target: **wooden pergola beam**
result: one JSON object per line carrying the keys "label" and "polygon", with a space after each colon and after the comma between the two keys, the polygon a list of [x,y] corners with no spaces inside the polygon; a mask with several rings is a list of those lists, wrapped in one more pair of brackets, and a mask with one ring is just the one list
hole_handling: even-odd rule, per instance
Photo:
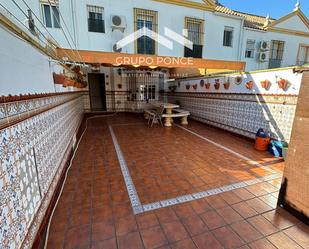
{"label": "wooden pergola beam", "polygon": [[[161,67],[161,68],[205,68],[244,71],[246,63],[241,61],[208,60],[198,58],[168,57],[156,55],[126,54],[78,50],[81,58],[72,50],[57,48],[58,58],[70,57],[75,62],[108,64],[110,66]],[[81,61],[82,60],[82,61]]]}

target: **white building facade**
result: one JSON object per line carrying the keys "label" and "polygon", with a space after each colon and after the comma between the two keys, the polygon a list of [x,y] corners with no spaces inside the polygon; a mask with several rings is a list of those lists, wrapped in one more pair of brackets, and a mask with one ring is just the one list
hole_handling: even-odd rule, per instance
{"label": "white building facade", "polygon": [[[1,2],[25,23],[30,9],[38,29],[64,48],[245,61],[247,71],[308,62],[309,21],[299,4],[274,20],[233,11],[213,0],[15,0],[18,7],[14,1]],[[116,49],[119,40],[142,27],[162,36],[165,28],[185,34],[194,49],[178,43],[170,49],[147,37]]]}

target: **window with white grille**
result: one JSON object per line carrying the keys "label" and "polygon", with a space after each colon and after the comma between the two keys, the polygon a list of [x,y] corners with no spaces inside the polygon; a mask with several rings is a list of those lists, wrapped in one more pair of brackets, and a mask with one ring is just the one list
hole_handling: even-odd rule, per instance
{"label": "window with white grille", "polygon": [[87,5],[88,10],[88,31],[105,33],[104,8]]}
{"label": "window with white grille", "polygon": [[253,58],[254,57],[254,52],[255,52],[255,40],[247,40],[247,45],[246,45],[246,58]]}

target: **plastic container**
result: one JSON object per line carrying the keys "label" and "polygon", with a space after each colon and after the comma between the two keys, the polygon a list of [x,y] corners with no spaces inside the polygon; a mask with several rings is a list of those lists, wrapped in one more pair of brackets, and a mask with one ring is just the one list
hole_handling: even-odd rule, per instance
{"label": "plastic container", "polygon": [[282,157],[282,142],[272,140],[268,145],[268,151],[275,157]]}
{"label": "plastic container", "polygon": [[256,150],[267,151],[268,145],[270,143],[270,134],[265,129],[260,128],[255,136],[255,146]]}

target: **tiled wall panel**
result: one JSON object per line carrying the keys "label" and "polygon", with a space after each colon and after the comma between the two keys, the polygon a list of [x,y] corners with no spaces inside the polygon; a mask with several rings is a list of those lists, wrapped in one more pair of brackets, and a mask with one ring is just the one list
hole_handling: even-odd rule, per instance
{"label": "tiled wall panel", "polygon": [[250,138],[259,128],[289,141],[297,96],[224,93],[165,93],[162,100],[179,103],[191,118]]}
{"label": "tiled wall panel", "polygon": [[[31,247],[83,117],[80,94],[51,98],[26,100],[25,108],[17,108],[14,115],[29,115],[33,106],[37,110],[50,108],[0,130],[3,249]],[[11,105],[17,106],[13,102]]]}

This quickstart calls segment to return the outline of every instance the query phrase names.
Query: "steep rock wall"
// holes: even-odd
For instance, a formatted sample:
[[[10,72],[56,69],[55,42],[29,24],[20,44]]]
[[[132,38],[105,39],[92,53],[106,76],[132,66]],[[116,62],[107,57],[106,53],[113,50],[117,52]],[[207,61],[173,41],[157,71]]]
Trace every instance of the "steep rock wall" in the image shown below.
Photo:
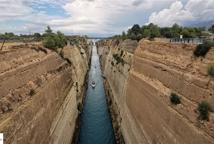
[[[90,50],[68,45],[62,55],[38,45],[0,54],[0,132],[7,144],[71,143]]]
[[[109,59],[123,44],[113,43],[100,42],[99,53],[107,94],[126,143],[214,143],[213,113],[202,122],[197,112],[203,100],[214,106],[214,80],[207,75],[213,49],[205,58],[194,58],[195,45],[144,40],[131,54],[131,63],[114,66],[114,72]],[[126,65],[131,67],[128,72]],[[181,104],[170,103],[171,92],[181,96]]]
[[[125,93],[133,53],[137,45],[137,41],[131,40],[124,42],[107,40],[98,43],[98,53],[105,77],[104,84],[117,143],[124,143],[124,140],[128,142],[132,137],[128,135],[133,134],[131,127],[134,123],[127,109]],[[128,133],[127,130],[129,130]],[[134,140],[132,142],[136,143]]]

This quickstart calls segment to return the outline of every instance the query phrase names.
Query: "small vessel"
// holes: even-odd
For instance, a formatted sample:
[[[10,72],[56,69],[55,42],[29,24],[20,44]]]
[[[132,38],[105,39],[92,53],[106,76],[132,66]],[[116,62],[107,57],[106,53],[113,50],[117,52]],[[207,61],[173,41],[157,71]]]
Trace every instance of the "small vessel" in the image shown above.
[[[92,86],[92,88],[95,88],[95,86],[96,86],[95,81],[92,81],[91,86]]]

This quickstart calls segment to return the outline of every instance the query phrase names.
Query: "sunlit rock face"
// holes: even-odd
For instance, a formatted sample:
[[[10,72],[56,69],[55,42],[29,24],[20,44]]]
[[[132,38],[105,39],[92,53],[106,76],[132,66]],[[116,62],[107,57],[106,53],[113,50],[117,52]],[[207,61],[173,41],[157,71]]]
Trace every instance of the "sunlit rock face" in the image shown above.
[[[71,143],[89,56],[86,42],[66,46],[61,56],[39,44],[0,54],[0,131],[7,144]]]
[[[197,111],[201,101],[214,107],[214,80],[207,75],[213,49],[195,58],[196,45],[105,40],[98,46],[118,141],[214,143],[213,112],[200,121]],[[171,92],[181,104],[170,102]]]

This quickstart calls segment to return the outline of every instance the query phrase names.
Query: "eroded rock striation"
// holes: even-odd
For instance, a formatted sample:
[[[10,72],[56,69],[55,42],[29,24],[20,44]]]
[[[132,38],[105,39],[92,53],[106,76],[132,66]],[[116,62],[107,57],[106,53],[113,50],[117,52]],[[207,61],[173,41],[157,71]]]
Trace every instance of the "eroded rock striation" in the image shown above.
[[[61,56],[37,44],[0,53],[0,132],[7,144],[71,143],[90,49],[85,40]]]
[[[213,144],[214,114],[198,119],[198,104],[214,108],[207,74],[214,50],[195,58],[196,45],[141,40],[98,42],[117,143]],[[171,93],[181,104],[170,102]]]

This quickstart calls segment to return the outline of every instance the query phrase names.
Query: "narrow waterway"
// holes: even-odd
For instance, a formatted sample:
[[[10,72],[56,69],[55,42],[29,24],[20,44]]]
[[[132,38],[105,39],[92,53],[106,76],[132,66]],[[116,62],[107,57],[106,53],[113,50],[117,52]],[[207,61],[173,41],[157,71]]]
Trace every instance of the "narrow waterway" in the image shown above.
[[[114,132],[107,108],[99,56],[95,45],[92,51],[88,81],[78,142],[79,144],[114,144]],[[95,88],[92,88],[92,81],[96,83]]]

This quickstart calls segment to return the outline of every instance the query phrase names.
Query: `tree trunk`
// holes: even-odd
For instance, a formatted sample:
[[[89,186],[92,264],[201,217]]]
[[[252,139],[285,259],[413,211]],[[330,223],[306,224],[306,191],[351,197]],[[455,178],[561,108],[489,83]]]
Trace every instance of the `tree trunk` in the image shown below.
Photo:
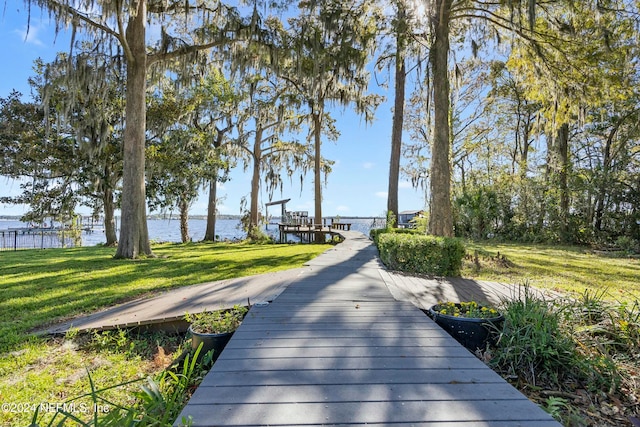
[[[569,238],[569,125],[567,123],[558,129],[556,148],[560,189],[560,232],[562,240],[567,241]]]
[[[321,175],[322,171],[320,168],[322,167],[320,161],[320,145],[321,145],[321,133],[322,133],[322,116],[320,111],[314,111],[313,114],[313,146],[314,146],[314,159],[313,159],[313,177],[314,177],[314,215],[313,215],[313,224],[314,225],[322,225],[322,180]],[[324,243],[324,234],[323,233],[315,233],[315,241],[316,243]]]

--------------------------------------------------

Your answer should be a single number: how many lines of the material above include "trunk".

_Your solution_.
2